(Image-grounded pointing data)
%%

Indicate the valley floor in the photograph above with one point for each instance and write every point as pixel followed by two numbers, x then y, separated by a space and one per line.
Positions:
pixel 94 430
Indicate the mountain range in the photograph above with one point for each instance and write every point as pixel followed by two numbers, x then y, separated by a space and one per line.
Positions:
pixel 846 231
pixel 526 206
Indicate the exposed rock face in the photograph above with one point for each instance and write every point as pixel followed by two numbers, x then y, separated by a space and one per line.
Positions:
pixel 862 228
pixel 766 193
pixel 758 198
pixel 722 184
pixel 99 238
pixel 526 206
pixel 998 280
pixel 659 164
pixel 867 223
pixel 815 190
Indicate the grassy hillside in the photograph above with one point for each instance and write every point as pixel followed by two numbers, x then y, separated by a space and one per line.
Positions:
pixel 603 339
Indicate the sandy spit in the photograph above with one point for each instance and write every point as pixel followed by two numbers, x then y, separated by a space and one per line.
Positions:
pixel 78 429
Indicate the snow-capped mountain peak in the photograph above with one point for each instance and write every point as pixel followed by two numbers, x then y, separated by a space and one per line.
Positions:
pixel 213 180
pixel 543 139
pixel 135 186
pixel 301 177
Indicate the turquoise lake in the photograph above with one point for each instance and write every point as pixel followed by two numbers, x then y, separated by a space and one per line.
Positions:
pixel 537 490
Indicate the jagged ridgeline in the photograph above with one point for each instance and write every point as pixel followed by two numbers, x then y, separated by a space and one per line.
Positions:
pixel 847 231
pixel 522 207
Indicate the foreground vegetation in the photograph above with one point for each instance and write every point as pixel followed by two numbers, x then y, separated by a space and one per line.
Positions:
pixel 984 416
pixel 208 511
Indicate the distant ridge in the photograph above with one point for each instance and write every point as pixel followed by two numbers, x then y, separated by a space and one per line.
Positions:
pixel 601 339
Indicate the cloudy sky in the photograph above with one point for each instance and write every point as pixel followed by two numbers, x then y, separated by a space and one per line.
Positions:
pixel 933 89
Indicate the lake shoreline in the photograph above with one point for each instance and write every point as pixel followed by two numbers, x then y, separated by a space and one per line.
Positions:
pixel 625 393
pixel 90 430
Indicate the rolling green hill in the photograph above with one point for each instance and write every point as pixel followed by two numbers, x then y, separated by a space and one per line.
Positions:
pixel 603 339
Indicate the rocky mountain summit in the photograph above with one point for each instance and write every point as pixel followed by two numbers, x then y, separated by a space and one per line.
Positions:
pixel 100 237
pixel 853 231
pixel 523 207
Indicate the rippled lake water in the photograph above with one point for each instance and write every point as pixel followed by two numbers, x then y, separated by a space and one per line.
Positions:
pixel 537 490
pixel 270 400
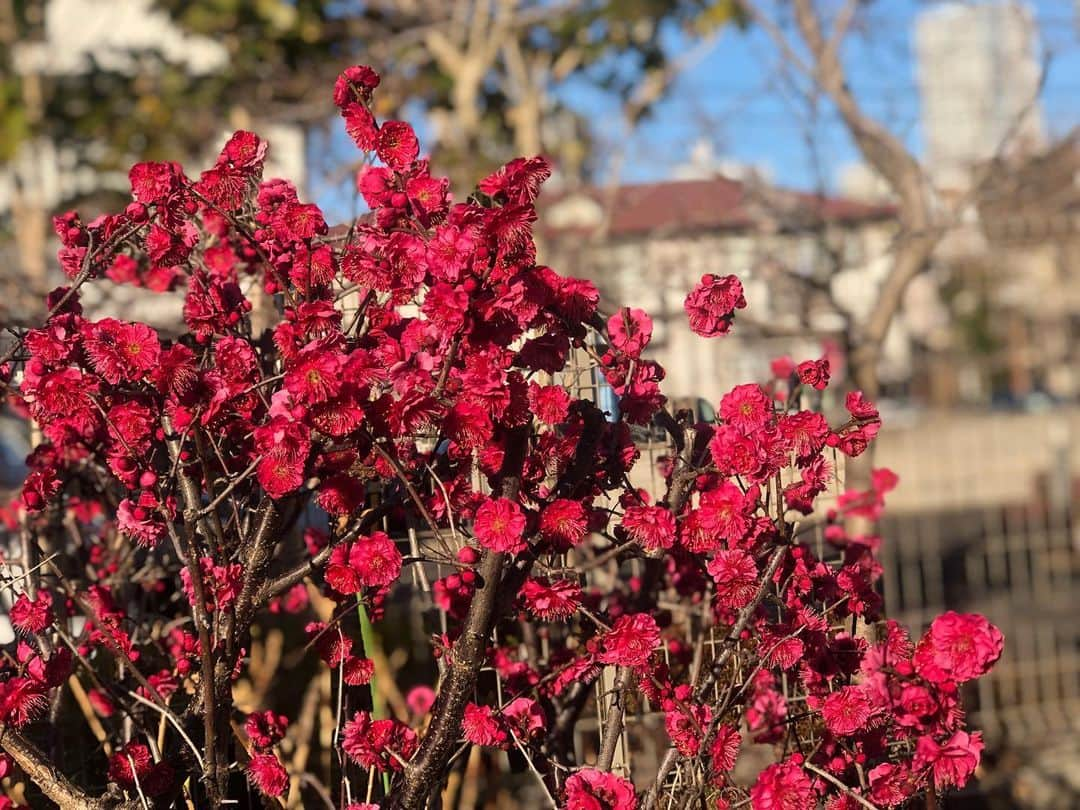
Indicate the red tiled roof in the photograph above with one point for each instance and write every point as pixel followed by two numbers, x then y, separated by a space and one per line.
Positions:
pixel 716 203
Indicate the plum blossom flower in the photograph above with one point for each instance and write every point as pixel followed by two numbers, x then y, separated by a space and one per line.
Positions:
pixel 958 647
pixel 369 742
pixel 500 526
pixel 121 351
pixel 592 790
pixel 630 332
pixel 551 601
pixel 846 711
pixel 746 407
pixel 481 727
pixel 630 642
pixel 653 527
pixel 737 578
pixel 268 774
pixel 952 761
pixel 782 786
pixel 712 304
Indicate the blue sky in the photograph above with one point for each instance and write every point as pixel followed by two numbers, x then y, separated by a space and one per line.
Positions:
pixel 734 98
pixel 737 99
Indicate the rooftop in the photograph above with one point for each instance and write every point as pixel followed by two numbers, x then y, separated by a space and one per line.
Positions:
pixel 717 203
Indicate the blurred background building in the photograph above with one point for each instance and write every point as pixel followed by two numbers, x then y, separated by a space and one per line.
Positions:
pixel 977 373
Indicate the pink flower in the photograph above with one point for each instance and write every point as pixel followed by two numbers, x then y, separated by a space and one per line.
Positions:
pixel 712 304
pixel 782 786
pixel 482 727
pixel 630 331
pixel 32 616
pixel 687 728
pixel 653 527
pixel 737 578
pixel 354 83
pixel 369 742
pixel 592 790
pixel 891 784
pixel 524 717
pixel 564 523
pixel 268 774
pixel 550 403
pixel 265 728
pixel 724 513
pixel 551 601
pixel 846 711
pixel 376 559
pixel 746 407
pixel 419 700
pixel 813 373
pixel 396 145
pixel 725 748
pixel 630 642
pixel 369 562
pixel 958 647
pixel 500 525
pixel 953 761
pixel 134 761
pixel 121 351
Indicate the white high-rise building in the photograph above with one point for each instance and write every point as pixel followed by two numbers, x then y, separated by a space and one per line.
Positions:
pixel 979 72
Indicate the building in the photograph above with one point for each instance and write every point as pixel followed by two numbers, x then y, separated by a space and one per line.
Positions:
pixel 980 79
pixel 805 261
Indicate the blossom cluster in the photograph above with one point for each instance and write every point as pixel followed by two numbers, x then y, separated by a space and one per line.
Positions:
pixel 404 414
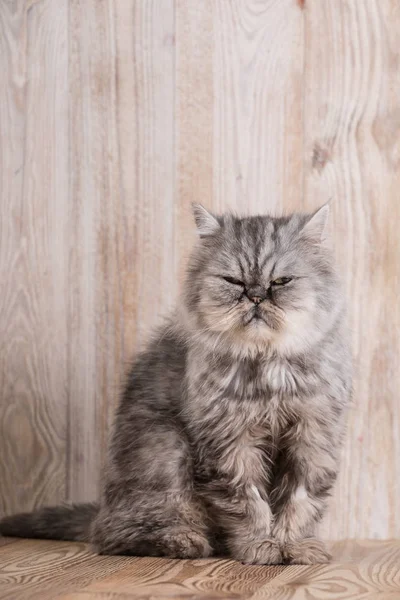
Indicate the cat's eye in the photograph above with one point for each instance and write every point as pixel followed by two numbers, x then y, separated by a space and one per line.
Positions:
pixel 281 281
pixel 233 281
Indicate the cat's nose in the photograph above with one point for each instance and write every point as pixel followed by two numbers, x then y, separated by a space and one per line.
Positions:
pixel 256 294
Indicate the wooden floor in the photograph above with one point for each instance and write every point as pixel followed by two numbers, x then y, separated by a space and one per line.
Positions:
pixel 42 570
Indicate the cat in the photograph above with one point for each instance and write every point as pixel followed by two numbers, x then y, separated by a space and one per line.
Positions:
pixel 227 435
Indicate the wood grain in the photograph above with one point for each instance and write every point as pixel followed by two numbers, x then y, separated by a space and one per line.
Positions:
pixel 31 570
pixel 258 94
pixel 352 148
pixel 33 252
pixel 114 116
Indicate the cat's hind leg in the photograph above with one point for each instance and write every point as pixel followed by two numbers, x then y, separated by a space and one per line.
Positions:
pixel 156 524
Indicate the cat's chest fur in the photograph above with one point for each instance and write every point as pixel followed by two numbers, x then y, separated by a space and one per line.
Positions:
pixel 254 397
pixel 264 377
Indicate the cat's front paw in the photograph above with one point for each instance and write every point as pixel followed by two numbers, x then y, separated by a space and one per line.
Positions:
pixel 265 552
pixel 308 551
pixel 185 543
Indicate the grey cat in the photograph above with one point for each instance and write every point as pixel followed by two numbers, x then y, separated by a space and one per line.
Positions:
pixel 228 432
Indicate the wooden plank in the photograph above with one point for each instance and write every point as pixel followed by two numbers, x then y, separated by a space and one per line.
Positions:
pixel 122 104
pixel 258 93
pixel 40 570
pixel 146 84
pixel 94 317
pixel 352 128
pixel 45 570
pixel 33 252
pixel 194 117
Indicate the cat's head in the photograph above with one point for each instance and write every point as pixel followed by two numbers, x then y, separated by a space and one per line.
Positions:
pixel 261 281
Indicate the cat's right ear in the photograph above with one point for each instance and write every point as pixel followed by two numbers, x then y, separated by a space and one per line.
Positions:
pixel 206 223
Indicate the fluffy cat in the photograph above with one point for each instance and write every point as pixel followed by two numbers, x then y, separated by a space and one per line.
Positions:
pixel 227 435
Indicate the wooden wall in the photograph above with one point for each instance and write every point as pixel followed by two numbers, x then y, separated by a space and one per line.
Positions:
pixel 114 116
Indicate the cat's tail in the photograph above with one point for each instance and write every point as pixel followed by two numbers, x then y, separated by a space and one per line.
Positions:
pixel 66 522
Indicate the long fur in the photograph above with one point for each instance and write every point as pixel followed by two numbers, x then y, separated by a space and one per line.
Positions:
pixel 227 434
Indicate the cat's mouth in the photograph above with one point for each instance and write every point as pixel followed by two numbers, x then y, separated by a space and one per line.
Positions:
pixel 259 316
pixel 255 316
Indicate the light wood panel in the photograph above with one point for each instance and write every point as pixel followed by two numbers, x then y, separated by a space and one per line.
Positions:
pixel 115 116
pixel 34 186
pixel 45 570
pixel 352 91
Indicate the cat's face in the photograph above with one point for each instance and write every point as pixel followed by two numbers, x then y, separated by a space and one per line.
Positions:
pixel 258 280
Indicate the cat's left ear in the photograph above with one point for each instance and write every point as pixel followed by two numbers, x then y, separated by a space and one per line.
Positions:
pixel 315 227
pixel 206 223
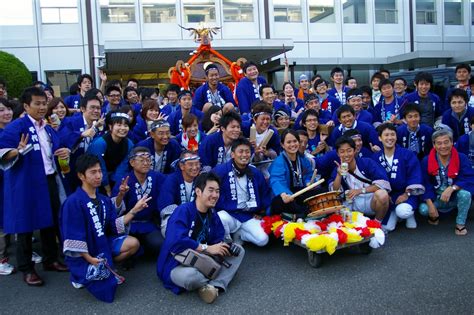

%%

From the records above, extract exactly and only the lines that begin at the line with "Indicate the wooden wall" and stop after the line with "Indicate the long".

Indicate the wooden wall in the photograph above with one point for each instance and write every point as pixel followed by two numbers, x then y, separated by a space and one per line.
Positions:
pixel 114 116
Indicate the cat's tail in the photograph above with one point for each instance and write every point as pixel followed by two numbers, x then y, separated by a space and one per line.
Positions:
pixel 66 522
Indicate the long fur in the photograph above with one point for each instance and write every point as pixel followed by two numbers, x then y, separated by a space and one per line.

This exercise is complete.